DA SVOLGERE.
Puoi riscrivere il testo sul tempo pieno da "La gestione" fino a "a tempo pieno?" compreso, sostituendo "Comuni" con "Municipi"?

TESTO DA LEGGERE.
-- -- --

Il contributo del tempo pieno alla scuola italiana

Un'esperienza radicata nel territorio e quantitativamente rilevante attraverso cui sono maturate idee e comportamenti assai significativi per tutta la nostra scuola.

di GIANCARLO CERINI

Oggi che il tempo pieno è messo seriamente in discussione dai provvedimenti governativi è utile interrogarsi sul contributo che tale modello organizzativo ha dato alla scuola italiana. Per questo si possono individuare e analizzare almeno quattro piani relativi a:

a) SCELTE POLITICHE

b) DINAMICHE GESTIONALI

c) CULTURA ORGANIZZATIVA

d) PROFILO PEDAGOGICO-DIDATTICO

La politica

Sul piano delle politiche scolastiche il tempo pieno ha contribuito allo spostamento di prospettiva dall'assistenza scolastica al diritto allo studio e quindi a far vivere il diritto all'istruzione come un diritto fondamentale di cittadinanza; oggi diremmo: dall'enunciazione del principio dell'obbligo scolastico all'impegno per il successo formativo. La scuola a tempo pieno si è qualificata come scuola della comunità, come un ambiente pedagogico "totale" («ai cretini, dategli più tempo» era l'invettiva dei ragazzi di Barbiana). La sua visibilità pubblica è stata molto più forte della legge 148/90, forse perché il tempo pieno si è presentato non solo come modello organizzati­vo più compatto e integrato (ricco di servizi accessori), ma anche come una istituzione educativa "aperta" verso la città, come "scuola con le luci accese" sull'educazione permanente della comunità, con una necessaria attenzione alla qualità delle strutture, dei servizi, dei laboratori, delle biblioteche.
Il messaggio pedagogico è stato altrettanto chiaro: un rapporto più coraggioso con la comunità, con la cultura del territorio, con una grande capacità di accoglienza e accettazione delle diversità, di rispetto e valorizzazione delle identità e delle radici, ma da proiettare in un orizzonte più vasto con la forza della conoscenza, dell'istruzione che emancipa e libera.

La gestione

Sul piano gestionale i veri protagonisti del tempo pieno sono stati i Comuni, assai prima che all'orizzonte apparissero la legge sull'autonomia (Legge 59/1997), il decentramento delle competenze agli Enti locali (D.lvo 112/1998), il "federalismo scolasti­co" (Legge Costo n. 3 del 18-10-200 I). Il tempo pieno suggella l'alleanza scuola-territorio. Così, gli indicatori di spesa monitorati in fase di attuazione della legge 148/90 sono correlati positivamente alla capacità degli Enti locali di sostenere lo sviluppo della scuola a tempo pieno. È vero, il tempo pieno costa di più, ma la qualità ha un costo: quanti assessori di un Comune devono interessarsi al buon funzionamento di una scuola elementare a tempo pieno?
Il rapporto della scuola con la città è fondamentale, sotto il profilo strutturale e culturale, come pure il coinvolgi mento dei genitori che è assai meno formale di quello ipotizzato nei decreti delegati del 1974. Insomma, nel tempo pieno si sono gettate le basi per la futura integrazione tra scuola e territorio, che ha portato a un vero e proprio Progetto educativo di territorio, a forme di progettazione partecipata, in cui l'Ente locale non solo mette servizi di supporto, ma alimenta nuove risorse educative.

-- -- --

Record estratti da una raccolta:
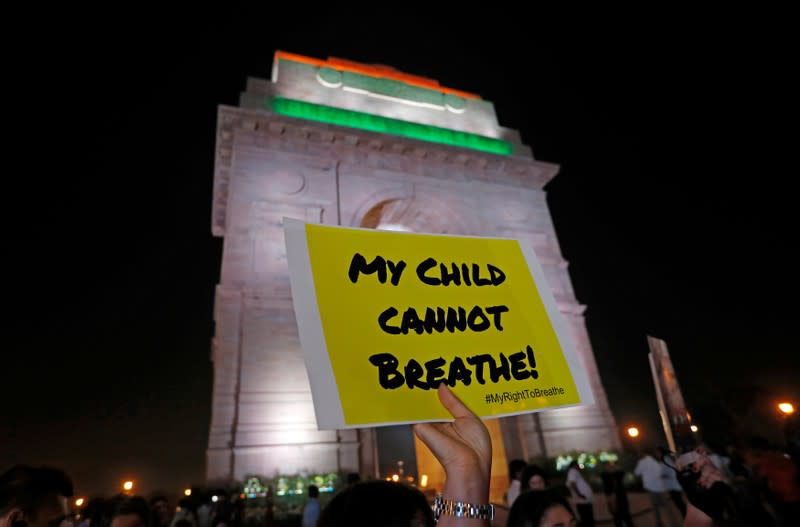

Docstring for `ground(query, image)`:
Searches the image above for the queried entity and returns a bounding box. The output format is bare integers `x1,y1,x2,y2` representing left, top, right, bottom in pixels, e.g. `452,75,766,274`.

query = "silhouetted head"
317,481,435,527
519,465,547,492
111,496,150,527
506,490,576,527
508,459,528,481
0,465,72,527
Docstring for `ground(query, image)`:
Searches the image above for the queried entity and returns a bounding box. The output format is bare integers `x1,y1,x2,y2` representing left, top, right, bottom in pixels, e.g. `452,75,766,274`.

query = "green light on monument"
267,97,512,155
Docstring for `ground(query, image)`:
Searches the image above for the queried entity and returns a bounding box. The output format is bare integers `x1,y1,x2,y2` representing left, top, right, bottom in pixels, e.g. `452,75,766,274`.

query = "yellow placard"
284,220,591,428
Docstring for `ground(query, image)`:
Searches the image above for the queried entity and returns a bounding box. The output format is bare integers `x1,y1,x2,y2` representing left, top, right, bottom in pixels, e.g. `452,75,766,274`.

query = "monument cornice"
212,105,559,236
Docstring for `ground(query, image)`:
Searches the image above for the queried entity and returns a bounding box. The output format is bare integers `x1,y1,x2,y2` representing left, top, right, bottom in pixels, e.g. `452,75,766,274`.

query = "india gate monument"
207,52,620,500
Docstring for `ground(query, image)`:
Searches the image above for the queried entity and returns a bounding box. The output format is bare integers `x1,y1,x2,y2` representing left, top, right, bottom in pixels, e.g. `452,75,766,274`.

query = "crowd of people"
0,384,800,527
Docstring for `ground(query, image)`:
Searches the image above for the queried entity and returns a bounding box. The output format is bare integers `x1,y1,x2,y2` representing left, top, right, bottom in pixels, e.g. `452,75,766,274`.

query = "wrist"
433,494,494,523
442,470,489,503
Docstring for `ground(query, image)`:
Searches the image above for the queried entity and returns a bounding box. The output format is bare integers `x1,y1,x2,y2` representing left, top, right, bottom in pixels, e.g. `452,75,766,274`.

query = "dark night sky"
0,7,800,493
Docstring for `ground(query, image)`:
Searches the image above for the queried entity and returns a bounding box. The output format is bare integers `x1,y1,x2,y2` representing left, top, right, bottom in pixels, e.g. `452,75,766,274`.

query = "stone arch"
357,196,474,234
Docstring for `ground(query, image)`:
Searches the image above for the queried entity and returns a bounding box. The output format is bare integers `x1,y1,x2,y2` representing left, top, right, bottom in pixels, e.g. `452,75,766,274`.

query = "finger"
413,423,452,460
438,383,478,419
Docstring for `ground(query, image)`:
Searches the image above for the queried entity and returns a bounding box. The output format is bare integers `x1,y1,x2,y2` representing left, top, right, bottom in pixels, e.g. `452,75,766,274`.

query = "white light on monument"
375,223,411,232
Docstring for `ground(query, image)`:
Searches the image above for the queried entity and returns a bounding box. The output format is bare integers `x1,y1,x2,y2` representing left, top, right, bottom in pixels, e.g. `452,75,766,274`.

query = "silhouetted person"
600,461,633,527
0,465,72,527
506,459,527,507
303,485,320,527
506,490,575,527
318,480,435,527
567,461,594,527
345,472,361,487
111,496,150,527
150,495,173,527
520,465,547,492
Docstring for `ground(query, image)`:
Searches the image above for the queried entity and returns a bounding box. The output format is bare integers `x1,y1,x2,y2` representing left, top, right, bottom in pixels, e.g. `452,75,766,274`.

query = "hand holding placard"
285,220,591,428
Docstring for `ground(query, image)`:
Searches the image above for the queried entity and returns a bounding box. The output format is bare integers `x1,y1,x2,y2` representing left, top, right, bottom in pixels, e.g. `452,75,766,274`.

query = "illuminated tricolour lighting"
267,97,513,155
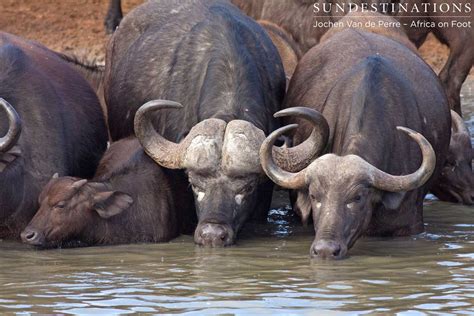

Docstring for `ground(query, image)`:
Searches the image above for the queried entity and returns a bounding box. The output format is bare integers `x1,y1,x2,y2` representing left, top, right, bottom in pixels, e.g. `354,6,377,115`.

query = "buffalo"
257,20,302,84
233,0,474,114
104,0,292,246
260,13,451,259
106,0,474,115
431,111,474,205
21,137,192,248
0,32,107,238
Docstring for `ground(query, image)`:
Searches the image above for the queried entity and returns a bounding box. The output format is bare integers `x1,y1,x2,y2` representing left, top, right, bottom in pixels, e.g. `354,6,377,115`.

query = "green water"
0,82,474,315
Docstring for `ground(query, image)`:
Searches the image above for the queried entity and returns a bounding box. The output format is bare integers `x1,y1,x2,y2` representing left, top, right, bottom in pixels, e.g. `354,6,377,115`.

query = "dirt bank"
0,0,474,74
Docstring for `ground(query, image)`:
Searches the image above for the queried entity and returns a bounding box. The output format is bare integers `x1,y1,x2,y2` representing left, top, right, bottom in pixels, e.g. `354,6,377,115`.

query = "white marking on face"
198,192,206,202
235,194,244,205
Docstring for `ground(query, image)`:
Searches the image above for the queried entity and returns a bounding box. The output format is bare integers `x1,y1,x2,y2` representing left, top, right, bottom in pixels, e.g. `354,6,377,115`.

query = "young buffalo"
21,138,190,248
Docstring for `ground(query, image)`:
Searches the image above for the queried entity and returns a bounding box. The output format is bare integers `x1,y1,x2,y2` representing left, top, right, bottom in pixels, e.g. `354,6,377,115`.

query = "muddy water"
0,82,474,315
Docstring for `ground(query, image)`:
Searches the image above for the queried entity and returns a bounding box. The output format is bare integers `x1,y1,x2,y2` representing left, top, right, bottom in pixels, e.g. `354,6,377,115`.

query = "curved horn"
71,179,87,190
0,98,21,152
134,100,184,169
260,124,306,189
367,126,436,192
273,107,329,172
451,110,469,135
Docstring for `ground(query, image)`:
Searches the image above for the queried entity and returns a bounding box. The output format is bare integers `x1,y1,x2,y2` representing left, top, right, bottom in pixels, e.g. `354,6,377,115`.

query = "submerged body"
262,17,450,258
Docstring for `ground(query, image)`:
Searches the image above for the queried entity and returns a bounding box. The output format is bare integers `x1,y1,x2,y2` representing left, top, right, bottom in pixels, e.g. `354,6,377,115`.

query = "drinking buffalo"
232,0,474,114
105,0,285,246
108,0,474,115
0,32,107,238
260,13,450,259
21,137,191,248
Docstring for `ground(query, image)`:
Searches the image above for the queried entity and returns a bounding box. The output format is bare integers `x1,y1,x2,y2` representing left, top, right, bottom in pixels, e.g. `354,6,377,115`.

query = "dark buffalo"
103,0,474,115
104,0,123,34
257,20,302,84
364,0,474,115
431,111,474,205
21,137,192,248
0,32,107,238
232,0,474,114
104,0,285,246
260,13,451,258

-- -- --

RISULTATO.
La gestione

Sul piano gestionale i veri protagonisti del tempo pieno sono stati i Municipi, assai prima che all'orizzonte apparissero la legge sull'autonomia (Legge 59/1997), il decentramento delle competenze agli Enti locali (D.lvo 112/1998), il "federalismo scolasti­co" (Legge Costo n. 3 del 18-10-200 I). Il tempo pieno suggella l'alleanza scuola-territorio. Così, gli indicatori di spesa monitorati in fase di attuazione della legge 148/90 sono correlati positivamente alla capacità degli Enti locali di sostenere lo sviluppo della scuola a tempo pieno. È vero, il tempo pieno costa di più, ma la qualità ha un costo: quanti assessori di un Comune devono interessarsi al buon funzionamento di una scuola elementare a tempo pieno?